### Exercise brief
Each line of the listing is to be copied exactly.

### Records provided
- Opening Delimiter -

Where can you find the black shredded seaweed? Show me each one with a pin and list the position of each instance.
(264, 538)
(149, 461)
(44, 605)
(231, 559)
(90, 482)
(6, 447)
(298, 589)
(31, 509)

- Closing Delimiter -

### Reply
Where can you find the black shredded seaweed? Show me each one with a pin and list the position of each instance.
(264, 538)
(149, 461)
(44, 605)
(231, 559)
(90, 482)
(6, 447)
(298, 589)
(31, 509)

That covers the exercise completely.